# SOURCE PASSAGE
- - - -
The first provision of SARA that alarms us is Section 221, the increased threshold for "micropurchases" from $2,500 to $25,000. Perhaps some of the Members of this Subcommittee are unaware of Representative Horn's fine work in the Government Efficiency Subcommittee of this very same Government Reform Committee. He held hearings last year entitled, "The Use and Abuse of Government Purchase Cards: Is Anyone Watching?" It would appear from Section 221 that this Subcommittee is not. Senator Charles Grassley, who had initiated the investigation of the federal purchase card program testified that, "The GAO reports that purchase cards are being used to buy expensive items for personal use – with no accountable records. There were over 500 known purchase card fraud cases in the last two years alone. And with just a small sample, GAO found some more. And the worst part about it, Mr. Chairman, no one seems to care. The Defense Finance and Accounting Service simply pays the bills in full – no questions asked." At this hearing, Representative Horn concluded that, "the cost of this program may far outweigh its benefits." Why on earth then, would this Subcommittee expand ten-fold a program that has already been found to be so replete with abuse?

Section 301, Revisions to Share-in-Savings (SIS) Initiatives, greatly expands SIS contracts to be used government-wide without a SHRED of evidence that they can be successfully used beyond energy-savings. As we testified last November, projected contractor profits from this program are far more concrete than projected savings. Of particular concern will be how benchmarks will be established to prove that savings have in fact been realized. It is certainly premature and irresponsible to expand this initiative before there has even be an evaluation of the Department of Education's pilot SIS program.
- - - -
# DIRECTIONS
A. Write out the SARA testimony in full, word for word.
B. Report each line of the entries that contains the word "green".
- - - -
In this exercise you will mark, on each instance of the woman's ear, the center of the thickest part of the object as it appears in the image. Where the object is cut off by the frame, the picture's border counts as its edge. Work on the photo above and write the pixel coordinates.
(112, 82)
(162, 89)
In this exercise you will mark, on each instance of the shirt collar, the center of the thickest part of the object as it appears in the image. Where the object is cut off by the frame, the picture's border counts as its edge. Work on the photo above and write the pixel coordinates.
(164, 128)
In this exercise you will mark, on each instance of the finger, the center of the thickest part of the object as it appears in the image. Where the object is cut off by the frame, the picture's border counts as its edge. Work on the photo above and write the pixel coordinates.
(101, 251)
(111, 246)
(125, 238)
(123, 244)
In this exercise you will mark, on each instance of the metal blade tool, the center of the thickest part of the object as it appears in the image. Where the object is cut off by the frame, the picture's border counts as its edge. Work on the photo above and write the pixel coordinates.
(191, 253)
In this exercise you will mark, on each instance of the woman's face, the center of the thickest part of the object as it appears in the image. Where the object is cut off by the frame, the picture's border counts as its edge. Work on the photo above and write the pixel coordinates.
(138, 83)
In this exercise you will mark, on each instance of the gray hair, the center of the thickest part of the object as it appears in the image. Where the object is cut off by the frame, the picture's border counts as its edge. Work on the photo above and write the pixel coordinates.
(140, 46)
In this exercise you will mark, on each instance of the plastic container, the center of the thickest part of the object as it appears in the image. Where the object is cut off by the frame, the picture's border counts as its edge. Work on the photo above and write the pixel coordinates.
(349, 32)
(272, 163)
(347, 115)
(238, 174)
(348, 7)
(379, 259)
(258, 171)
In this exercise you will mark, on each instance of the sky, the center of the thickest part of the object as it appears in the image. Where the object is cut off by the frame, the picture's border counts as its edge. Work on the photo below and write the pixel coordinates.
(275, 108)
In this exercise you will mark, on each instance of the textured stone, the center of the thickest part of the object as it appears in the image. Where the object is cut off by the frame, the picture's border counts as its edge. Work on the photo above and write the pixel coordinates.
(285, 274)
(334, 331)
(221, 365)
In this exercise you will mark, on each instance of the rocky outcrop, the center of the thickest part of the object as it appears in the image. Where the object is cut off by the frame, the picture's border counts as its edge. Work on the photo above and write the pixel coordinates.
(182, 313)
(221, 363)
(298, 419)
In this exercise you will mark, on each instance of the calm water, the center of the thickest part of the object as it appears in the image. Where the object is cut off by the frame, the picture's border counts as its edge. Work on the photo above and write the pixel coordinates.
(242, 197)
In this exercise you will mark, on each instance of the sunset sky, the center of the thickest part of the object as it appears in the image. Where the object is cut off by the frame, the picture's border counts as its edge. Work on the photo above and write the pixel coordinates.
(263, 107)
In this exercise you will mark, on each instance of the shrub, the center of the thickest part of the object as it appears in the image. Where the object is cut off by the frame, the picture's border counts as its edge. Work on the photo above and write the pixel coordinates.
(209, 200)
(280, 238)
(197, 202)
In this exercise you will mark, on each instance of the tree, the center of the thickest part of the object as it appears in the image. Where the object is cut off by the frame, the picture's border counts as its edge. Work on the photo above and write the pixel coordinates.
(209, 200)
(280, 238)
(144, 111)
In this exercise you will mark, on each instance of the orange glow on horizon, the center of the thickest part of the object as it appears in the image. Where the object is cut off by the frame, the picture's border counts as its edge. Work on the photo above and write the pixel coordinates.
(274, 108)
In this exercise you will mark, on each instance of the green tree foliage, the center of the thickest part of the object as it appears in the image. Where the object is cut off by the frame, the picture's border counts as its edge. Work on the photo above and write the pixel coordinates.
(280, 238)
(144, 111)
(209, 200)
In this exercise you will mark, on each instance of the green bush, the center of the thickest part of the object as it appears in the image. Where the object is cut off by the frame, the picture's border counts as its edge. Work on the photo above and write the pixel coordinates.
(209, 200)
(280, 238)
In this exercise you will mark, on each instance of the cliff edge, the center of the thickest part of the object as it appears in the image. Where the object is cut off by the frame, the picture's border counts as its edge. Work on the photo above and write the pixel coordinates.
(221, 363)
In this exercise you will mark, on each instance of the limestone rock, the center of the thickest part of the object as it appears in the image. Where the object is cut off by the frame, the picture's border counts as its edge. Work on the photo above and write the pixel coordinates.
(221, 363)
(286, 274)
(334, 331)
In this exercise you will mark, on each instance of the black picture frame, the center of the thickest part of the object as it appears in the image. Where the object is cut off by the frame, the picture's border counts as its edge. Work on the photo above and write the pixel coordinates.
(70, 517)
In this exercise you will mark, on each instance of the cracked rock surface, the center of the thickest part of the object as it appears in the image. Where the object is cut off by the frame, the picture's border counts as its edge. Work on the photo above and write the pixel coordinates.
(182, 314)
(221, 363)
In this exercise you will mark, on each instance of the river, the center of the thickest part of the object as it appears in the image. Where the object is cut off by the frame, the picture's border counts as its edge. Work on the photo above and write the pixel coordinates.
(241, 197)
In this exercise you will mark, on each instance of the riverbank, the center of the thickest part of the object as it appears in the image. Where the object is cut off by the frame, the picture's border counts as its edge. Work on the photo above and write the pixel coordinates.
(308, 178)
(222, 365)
- - - -
# SOLUTION SET
A.
The first provision of SARA that alarms us is Section 221, the increased threshold for "micropurchases" from $2,500 to $25,000. Perhaps some of the Members of this Subcommittee are unaware of Representative Horn's fine work in the Government Efficiency Subcommittee of this very same Government Reform Committee. He held hearings last year entitled, "The Use and Abuse of Government Purchase Cards: Is Anyone Watching?" It would appear from Section 221 that this Subcommittee is not. Senator Charles Grassley, who had initiated the investigation of the federal purchase card program testified that, "The GAO reports that purchase cards are being used to buy expensive items for personal use – with no accountable records. There were over 500 known purchase card fraud cases in the last two years alone. And with just a small sample, GAO found some more. And the worst part about it, Mr. Chairman, no one seems to care. The Defense Finance and Accounting Service simply pays the bills in full – no questions asked." At this hearing, Representative Horn concluded that, "the cost of this program may far outweigh its benefits." Why on earth then, would this Subcommittee expand ten-fold a program that has already been found to be so replete with abuse?

Section 301, Revisions to Share-in-Savings (SIS) Initiatives, greatly expands SIS contracts to be used government-wide without a SHRED of evidence that they can be successfully used beyond energy-savings. As we testified last November, projected contractor profits from this program are far more concrete than projected savings. Of particular concern will be how benchmarks will be established to prove that savings have in fact been realized. It is certainly premature and irresponsible to expand this initiative before there has even be an evaluation of the Department of Education's pilot SIS program.

B.
In this exercise you will mark, on each instance of the green tree foliage, the center of the thickest part of the object as it appears in the image. Where the object is cut off by the frame, the picture's border counts as its edge. Work on the photo above and write the pixel coordinates.
In this exercise you will mark, on each instance of the green bush, the center of the thickest part of the object as it appears in the image. Where the object is cut off by the frame, the picture's border counts as its edge. Work on the photo above and write the pixel coordinates.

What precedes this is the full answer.